*The exercise*.
Below are records; print only the lines from the line containing "For each instance of the hand" to the end, both included, reproduced exactly and without the pictures.

Collection entries:

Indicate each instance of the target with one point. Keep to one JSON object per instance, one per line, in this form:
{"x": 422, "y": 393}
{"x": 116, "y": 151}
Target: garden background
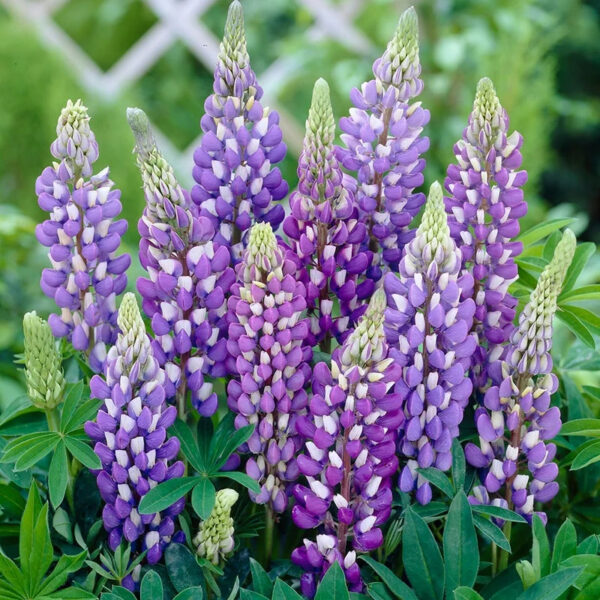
{"x": 157, "y": 54}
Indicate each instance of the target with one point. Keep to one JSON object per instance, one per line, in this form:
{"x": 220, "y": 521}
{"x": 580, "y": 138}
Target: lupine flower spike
{"x": 349, "y": 457}
{"x": 43, "y": 363}
{"x": 130, "y": 434}
{"x": 324, "y": 229}
{"x": 86, "y": 275}
{"x": 427, "y": 327}
{"x": 214, "y": 540}
{"x": 188, "y": 274}
{"x": 384, "y": 143}
{"x": 516, "y": 420}
{"x": 236, "y": 183}
{"x": 484, "y": 205}
{"x": 267, "y": 341}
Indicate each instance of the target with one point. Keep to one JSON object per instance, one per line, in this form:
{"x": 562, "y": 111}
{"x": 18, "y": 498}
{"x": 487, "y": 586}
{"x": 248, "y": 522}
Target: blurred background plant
{"x": 544, "y": 58}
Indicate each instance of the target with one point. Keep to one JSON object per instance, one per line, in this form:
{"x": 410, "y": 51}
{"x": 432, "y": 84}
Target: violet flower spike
{"x": 484, "y": 205}
{"x": 86, "y": 275}
{"x": 516, "y": 421}
{"x": 236, "y": 183}
{"x": 427, "y": 326}
{"x": 325, "y": 232}
{"x": 130, "y": 436}
{"x": 267, "y": 341}
{"x": 188, "y": 277}
{"x": 384, "y": 143}
{"x": 349, "y": 457}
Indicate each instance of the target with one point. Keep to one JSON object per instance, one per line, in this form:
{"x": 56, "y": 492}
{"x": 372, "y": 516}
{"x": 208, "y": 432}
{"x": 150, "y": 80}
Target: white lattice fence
{"x": 181, "y": 20}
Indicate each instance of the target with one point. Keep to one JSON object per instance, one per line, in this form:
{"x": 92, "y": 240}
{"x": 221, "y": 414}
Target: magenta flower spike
{"x": 484, "y": 204}
{"x": 130, "y": 435}
{"x": 349, "y": 457}
{"x": 427, "y": 326}
{"x": 384, "y": 143}
{"x": 236, "y": 182}
{"x": 188, "y": 278}
{"x": 325, "y": 231}
{"x": 267, "y": 342}
{"x": 86, "y": 275}
{"x": 516, "y": 422}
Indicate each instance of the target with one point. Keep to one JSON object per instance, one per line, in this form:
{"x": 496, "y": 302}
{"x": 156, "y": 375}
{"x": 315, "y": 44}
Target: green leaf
{"x": 421, "y": 557}
{"x": 552, "y": 586}
{"x": 151, "y": 586}
{"x": 241, "y": 478}
{"x": 498, "y": 512}
{"x": 282, "y": 591}
{"x": 261, "y": 582}
{"x": 166, "y": 493}
{"x": 541, "y": 230}
{"x": 11, "y": 501}
{"x": 465, "y": 593}
{"x": 583, "y": 427}
{"x": 333, "y": 585}
{"x": 83, "y": 453}
{"x": 193, "y": 593}
{"x": 565, "y": 544}
{"x": 183, "y": 570}
{"x": 72, "y": 397}
{"x": 540, "y": 549}
{"x": 461, "y": 551}
{"x": 203, "y": 497}
{"x": 583, "y": 253}
{"x": 576, "y": 326}
{"x": 459, "y": 466}
{"x": 392, "y": 581}
{"x": 58, "y": 474}
{"x": 188, "y": 445}
{"x": 437, "y": 478}
{"x": 586, "y": 292}
{"x": 492, "y": 532}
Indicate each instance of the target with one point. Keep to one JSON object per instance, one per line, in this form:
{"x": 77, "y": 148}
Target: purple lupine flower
{"x": 384, "y": 143}
{"x": 516, "y": 421}
{"x": 236, "y": 183}
{"x": 484, "y": 205}
{"x": 349, "y": 456}
{"x": 325, "y": 232}
{"x": 86, "y": 275}
{"x": 267, "y": 341}
{"x": 188, "y": 277}
{"x": 130, "y": 434}
{"x": 427, "y": 326}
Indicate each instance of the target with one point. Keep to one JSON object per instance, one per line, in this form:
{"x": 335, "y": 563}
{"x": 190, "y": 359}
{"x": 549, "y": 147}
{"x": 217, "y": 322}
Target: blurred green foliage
{"x": 544, "y": 58}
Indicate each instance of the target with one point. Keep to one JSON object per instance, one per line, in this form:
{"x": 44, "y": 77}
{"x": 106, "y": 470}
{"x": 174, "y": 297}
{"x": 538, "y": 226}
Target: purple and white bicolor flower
{"x": 384, "y": 143}
{"x": 349, "y": 458}
{"x": 236, "y": 183}
{"x": 325, "y": 231}
{"x": 428, "y": 327}
{"x": 267, "y": 344}
{"x": 130, "y": 432}
{"x": 484, "y": 204}
{"x": 86, "y": 275}
{"x": 188, "y": 279}
{"x": 516, "y": 422}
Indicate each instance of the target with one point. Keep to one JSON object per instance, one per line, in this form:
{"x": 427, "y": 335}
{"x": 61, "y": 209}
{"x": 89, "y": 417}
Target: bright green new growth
{"x": 434, "y": 224}
{"x": 233, "y": 47}
{"x": 43, "y": 363}
{"x": 215, "y": 535}
{"x": 157, "y": 174}
{"x": 320, "y": 125}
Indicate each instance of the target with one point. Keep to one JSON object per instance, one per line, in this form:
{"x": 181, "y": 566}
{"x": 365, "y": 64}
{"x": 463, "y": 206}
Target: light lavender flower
{"x": 427, "y": 327}
{"x": 86, "y": 275}
{"x": 516, "y": 420}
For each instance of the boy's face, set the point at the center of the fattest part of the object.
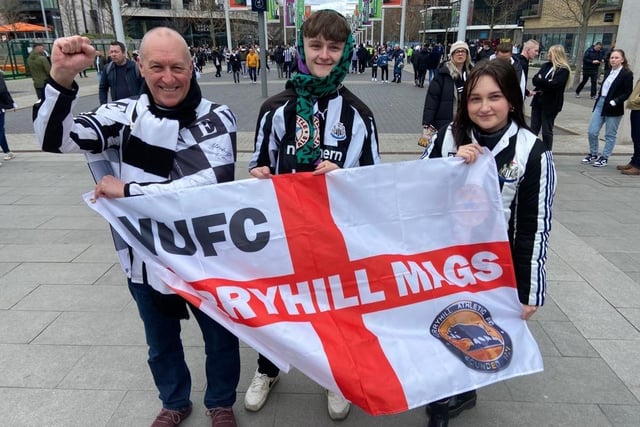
(322, 55)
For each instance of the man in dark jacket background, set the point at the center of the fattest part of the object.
(591, 61)
(120, 77)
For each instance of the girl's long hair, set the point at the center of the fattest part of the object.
(559, 60)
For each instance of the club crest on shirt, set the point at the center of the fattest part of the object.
(468, 331)
(338, 132)
(509, 172)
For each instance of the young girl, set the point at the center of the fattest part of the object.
(550, 83)
(315, 125)
(490, 115)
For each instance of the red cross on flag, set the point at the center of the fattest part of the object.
(391, 284)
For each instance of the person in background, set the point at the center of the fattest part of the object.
(433, 62)
(491, 116)
(236, 65)
(398, 64)
(485, 52)
(99, 63)
(383, 64)
(444, 91)
(39, 67)
(607, 65)
(591, 61)
(121, 77)
(374, 66)
(609, 108)
(633, 104)
(163, 149)
(6, 103)
(504, 51)
(422, 60)
(548, 95)
(337, 130)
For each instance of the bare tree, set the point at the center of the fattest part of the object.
(578, 12)
(127, 9)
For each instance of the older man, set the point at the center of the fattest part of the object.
(196, 147)
(530, 50)
(38, 68)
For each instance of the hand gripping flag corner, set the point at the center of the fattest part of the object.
(392, 284)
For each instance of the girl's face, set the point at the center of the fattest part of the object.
(321, 55)
(459, 56)
(487, 106)
(615, 59)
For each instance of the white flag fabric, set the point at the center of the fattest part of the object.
(392, 284)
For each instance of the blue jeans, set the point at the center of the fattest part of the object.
(166, 356)
(3, 136)
(635, 137)
(610, 123)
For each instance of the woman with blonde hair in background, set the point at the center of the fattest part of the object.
(609, 108)
(550, 83)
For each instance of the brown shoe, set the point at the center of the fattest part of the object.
(222, 417)
(171, 417)
(631, 171)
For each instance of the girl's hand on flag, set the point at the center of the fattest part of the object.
(528, 311)
(261, 172)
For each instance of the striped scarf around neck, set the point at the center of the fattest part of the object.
(309, 88)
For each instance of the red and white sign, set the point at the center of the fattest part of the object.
(391, 284)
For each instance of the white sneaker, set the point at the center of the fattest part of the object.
(338, 406)
(258, 391)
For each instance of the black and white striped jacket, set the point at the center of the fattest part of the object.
(150, 154)
(527, 183)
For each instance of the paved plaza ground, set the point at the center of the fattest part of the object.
(72, 350)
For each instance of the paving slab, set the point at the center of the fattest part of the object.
(72, 349)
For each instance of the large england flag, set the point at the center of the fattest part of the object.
(391, 284)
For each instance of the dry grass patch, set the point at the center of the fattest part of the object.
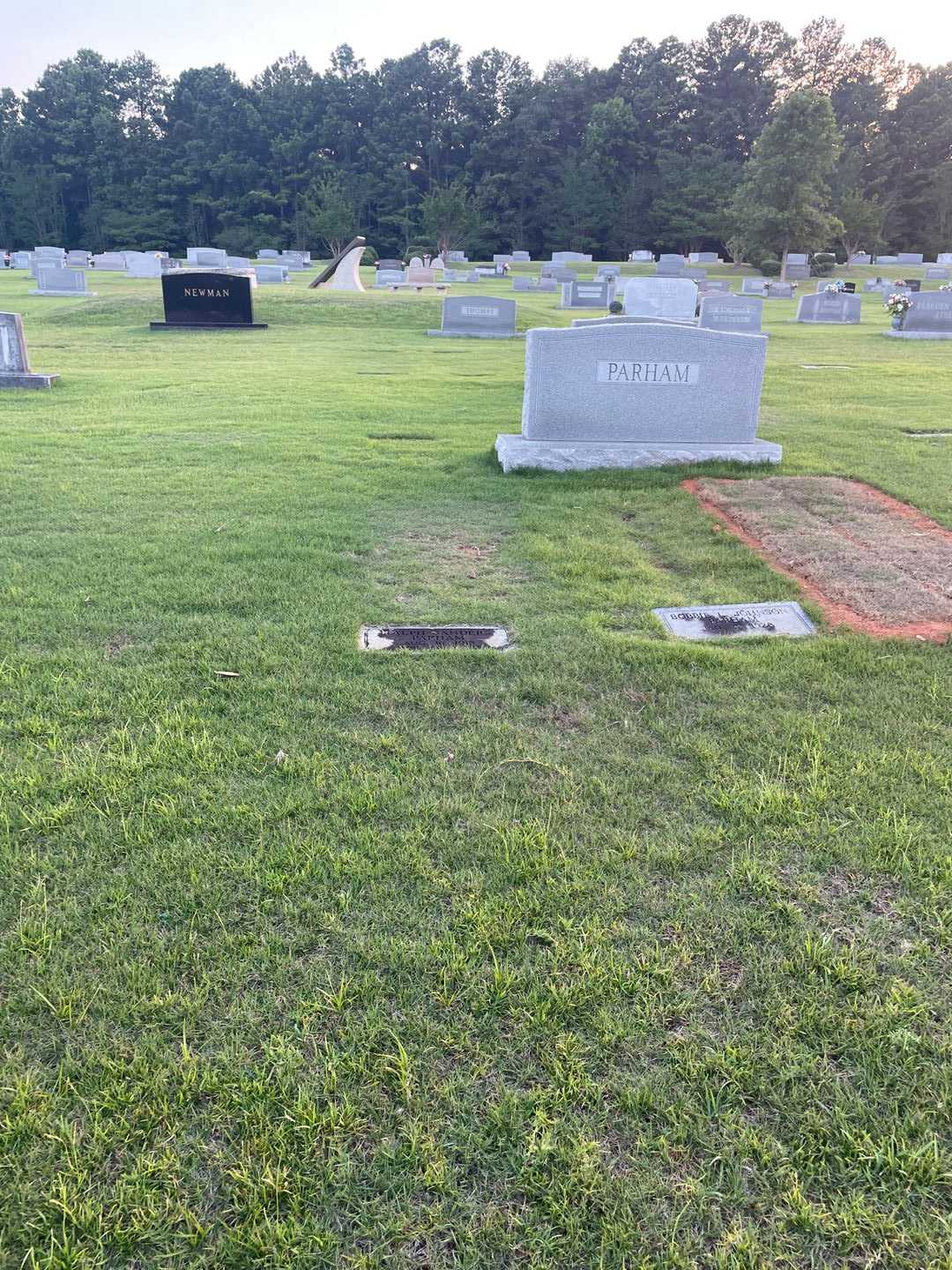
(868, 562)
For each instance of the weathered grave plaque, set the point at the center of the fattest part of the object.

*Worked answer*.
For each instance of the hand gripping flag corner, set the point at the center of the fattest part of the object.
(392, 284)
For each instance of the girl's face, set the point at the center of the fattest part of the object.
(321, 55)
(459, 56)
(487, 106)
(615, 59)
For each instance of the white flag fabric, set the point at the center of the fattest part of the object.
(392, 284)
For each instance of the blue jeans, set the point at the center of the fattest part of the object.
(166, 356)
(3, 136)
(635, 137)
(610, 123)
For each instance of the woman with blonde hair in background, set the point at the center of the fattest part of the object.
(609, 108)
(550, 83)
For each instance of the brown shoe, set the point at the center of the fattest part of the object.
(222, 417)
(171, 417)
(631, 171)
For each instance of the girl's hand on flag, set the point at the center of the fattest part of the object.
(528, 311)
(261, 172)
For each instance of the striped scarf around neck, set the point at the center of the fattest part of the object.
(309, 88)
For each instance of the red and white sign, set the point at the center of the fattest part of the object.
(391, 284)
For each instance of the white sneaker, set the point at the center of the fattest part of the object.
(338, 406)
(258, 391)
For each instance of the black and white striped jacket, set the point at the center of the fattest part of the object.
(150, 154)
(527, 183)
For each instance of the paved plaza ground, set the point at the center of the fattest part of the object.
(72, 350)
For each instance of the paving slab, set the point at the center of the fattest part of the object.
(72, 349)
For each instance of the large england flag, set the point at the center of the fattest part of the object.
(391, 284)
For each instance of the dry grass patch, set the point at the center of the fattest part of the object.
(868, 562)
For each instance of the weathered grave plaque, set the point at the center of the fattest part of the object.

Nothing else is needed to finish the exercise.